→ RECORDS SHOWN
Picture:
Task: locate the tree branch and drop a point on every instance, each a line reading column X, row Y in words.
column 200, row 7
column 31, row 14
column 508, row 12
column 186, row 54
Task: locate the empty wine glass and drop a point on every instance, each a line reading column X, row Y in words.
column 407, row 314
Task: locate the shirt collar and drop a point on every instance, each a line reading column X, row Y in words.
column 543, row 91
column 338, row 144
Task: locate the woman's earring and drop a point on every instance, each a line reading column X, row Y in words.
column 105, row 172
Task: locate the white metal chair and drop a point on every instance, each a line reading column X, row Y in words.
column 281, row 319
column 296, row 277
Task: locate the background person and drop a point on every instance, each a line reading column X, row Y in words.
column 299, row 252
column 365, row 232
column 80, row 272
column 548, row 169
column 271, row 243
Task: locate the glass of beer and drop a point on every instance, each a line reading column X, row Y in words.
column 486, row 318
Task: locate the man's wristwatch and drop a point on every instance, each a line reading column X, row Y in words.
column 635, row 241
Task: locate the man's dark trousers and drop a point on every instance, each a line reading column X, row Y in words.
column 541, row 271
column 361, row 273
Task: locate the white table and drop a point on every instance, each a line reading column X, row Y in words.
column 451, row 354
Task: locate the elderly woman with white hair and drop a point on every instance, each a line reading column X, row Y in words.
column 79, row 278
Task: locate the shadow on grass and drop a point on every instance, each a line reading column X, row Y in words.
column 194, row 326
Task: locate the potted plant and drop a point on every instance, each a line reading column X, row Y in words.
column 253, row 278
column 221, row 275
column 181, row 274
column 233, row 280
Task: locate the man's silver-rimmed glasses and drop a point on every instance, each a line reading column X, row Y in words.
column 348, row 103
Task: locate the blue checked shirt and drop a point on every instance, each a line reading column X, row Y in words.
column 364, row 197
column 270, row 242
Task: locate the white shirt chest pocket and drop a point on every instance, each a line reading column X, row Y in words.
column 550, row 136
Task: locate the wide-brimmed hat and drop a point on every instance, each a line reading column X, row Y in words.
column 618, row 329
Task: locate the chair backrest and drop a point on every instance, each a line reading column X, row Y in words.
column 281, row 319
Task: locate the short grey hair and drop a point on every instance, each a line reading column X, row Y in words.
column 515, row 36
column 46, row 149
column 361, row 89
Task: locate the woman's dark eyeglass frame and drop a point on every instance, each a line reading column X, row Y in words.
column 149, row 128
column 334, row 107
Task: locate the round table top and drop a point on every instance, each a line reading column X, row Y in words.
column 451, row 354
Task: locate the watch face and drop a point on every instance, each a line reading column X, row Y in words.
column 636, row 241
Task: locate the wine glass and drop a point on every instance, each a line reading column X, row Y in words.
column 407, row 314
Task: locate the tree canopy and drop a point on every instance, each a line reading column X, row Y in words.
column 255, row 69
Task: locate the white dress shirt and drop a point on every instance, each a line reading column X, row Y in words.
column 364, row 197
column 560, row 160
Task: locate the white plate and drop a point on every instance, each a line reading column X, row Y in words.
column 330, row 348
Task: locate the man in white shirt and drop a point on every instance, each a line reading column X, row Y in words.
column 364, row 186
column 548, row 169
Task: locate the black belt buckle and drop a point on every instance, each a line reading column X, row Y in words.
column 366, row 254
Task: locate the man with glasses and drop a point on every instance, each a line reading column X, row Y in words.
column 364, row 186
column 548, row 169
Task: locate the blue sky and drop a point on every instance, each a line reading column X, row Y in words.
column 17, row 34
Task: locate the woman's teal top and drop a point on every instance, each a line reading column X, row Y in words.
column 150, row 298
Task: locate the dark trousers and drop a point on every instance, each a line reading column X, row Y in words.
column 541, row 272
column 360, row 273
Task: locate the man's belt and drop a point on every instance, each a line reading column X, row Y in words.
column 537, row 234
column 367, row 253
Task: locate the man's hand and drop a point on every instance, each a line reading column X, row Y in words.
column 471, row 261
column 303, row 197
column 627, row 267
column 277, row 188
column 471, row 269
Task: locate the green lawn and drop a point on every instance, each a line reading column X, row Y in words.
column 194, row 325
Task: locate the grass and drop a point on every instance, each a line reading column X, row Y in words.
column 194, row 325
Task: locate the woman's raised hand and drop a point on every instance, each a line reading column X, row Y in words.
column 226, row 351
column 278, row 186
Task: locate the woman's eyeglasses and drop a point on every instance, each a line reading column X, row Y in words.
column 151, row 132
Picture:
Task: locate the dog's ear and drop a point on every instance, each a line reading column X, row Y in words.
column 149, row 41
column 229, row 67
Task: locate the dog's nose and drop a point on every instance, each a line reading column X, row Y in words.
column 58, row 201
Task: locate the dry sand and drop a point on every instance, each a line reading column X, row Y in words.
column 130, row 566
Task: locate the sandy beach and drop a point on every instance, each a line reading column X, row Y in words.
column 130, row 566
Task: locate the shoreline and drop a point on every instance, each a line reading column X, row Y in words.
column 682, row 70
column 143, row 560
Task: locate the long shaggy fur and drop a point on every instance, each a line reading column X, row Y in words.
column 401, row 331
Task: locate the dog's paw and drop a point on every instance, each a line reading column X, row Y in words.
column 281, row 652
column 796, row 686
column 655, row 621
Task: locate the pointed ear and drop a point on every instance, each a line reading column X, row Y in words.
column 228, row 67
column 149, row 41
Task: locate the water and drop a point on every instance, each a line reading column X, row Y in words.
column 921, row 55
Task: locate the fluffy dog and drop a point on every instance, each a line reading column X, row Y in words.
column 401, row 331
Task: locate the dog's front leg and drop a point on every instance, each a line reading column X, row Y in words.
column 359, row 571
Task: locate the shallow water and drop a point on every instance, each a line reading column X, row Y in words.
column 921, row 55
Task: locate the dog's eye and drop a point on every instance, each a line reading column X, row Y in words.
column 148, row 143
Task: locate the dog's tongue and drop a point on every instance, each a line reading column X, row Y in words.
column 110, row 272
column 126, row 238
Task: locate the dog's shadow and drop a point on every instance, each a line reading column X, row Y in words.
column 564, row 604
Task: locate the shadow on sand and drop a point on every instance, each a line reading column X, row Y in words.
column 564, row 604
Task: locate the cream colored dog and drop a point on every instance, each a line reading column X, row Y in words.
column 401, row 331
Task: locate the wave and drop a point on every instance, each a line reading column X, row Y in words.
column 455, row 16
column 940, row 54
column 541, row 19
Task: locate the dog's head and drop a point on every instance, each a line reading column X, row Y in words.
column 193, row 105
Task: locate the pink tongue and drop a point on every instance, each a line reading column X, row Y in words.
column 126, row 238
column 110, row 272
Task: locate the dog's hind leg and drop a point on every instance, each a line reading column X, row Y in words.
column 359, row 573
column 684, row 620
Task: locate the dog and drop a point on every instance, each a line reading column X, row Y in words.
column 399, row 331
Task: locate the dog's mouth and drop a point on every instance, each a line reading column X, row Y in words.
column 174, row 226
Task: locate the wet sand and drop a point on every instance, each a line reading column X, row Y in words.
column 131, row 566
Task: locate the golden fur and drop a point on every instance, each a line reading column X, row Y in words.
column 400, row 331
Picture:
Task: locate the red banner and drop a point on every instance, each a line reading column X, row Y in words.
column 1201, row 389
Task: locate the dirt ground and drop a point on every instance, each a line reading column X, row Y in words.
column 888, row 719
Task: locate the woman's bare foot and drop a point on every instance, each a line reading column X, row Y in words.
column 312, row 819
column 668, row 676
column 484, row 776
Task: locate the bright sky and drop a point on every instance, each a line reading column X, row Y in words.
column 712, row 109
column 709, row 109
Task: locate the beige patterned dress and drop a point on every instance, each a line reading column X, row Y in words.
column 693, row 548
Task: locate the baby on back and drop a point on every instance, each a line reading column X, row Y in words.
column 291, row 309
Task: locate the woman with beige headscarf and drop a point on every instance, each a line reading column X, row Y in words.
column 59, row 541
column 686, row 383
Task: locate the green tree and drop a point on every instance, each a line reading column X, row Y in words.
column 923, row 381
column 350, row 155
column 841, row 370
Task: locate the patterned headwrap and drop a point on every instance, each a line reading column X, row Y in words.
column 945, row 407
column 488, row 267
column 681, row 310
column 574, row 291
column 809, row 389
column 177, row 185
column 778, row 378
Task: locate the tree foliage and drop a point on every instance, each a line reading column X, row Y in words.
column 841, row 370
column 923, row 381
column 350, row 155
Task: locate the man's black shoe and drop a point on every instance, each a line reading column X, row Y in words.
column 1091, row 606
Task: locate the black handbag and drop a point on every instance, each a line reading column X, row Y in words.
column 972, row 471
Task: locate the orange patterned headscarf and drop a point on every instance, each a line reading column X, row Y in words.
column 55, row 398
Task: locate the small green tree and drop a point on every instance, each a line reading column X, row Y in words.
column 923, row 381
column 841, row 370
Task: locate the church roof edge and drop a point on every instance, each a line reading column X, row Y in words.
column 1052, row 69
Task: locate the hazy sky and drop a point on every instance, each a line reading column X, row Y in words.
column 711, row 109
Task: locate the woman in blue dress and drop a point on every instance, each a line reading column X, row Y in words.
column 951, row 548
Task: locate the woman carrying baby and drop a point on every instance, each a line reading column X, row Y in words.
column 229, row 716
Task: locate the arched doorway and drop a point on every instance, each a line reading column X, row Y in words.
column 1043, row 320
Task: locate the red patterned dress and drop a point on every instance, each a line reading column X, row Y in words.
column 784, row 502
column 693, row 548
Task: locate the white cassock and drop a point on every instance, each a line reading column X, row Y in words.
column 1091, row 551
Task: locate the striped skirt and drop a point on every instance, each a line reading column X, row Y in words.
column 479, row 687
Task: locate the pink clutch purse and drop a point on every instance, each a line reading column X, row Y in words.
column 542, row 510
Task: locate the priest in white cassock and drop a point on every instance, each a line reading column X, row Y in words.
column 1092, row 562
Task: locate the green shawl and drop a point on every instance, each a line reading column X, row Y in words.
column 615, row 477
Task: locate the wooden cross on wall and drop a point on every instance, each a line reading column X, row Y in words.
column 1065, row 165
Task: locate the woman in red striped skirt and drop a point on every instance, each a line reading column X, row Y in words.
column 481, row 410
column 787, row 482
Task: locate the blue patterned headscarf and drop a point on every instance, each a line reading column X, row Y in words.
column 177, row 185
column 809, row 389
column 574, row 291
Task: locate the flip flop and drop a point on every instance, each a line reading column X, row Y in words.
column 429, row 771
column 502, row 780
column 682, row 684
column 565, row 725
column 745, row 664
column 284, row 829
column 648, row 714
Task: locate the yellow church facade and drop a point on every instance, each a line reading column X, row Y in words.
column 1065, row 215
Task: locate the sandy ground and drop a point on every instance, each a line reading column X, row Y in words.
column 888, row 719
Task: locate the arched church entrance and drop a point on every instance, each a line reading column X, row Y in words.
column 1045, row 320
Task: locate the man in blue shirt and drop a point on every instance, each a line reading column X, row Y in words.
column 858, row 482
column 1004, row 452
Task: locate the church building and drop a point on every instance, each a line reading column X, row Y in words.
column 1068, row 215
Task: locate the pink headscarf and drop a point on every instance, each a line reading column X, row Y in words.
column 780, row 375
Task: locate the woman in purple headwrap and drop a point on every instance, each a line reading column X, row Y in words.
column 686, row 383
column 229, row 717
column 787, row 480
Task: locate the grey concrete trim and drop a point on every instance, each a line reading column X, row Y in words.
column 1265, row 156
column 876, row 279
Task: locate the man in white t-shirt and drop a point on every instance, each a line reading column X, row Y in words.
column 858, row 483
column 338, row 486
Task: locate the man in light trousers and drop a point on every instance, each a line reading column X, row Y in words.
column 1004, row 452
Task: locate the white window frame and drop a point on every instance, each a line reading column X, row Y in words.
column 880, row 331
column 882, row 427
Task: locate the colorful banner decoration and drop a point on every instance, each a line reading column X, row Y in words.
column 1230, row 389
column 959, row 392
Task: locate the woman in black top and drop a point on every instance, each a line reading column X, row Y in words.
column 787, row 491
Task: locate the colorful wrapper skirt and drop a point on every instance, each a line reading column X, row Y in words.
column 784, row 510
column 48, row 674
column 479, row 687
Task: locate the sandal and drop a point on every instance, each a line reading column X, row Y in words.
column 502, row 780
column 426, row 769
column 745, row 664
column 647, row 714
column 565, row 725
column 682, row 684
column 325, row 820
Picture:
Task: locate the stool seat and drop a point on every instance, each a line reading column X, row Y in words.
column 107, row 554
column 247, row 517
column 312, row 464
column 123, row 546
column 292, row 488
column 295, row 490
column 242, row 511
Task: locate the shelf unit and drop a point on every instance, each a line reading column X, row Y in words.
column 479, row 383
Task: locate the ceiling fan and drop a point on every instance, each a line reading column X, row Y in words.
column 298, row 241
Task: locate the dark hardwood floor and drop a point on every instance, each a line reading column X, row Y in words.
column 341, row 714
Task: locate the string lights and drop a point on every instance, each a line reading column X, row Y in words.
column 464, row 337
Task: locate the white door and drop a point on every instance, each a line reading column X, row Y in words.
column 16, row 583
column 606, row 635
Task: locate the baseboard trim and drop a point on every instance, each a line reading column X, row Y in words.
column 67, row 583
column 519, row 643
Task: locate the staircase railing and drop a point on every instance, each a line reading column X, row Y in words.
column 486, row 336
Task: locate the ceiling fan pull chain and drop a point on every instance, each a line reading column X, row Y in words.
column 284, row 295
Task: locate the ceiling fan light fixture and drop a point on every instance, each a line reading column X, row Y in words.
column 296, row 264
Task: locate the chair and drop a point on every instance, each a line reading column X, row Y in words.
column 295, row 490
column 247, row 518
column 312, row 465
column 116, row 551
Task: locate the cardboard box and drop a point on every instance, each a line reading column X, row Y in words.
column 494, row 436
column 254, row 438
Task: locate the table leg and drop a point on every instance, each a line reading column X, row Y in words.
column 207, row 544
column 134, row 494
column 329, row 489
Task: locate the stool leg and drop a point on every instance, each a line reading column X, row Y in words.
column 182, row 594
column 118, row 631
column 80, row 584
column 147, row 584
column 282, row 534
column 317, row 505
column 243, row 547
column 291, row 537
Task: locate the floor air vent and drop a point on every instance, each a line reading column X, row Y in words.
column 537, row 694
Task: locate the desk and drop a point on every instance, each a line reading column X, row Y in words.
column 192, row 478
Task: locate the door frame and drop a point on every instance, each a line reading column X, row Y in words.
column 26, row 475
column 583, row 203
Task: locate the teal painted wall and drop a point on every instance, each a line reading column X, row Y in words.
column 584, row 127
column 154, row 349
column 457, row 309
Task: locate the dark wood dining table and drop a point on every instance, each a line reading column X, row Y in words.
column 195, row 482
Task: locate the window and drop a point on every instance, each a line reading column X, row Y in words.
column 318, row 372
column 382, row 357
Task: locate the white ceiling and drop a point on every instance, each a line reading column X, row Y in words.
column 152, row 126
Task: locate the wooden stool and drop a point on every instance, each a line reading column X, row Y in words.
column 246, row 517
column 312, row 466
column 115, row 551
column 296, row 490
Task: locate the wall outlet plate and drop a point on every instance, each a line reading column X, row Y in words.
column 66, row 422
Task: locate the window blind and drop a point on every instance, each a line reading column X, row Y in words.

→ WRITTEN PROBLEM
Return, verbatim, the rows from the line containing "Task: locate the dog's mouth" through the line containing "column 131, row 566".

→ EXERCISE RESULT
Task: locate the dog's mouth and drop a point on every instance, each a line reading column X, row Y in words.
column 174, row 226
Task: locate the wet sand and drop a point on every instance, each a line reading column X, row Y in words.
column 131, row 566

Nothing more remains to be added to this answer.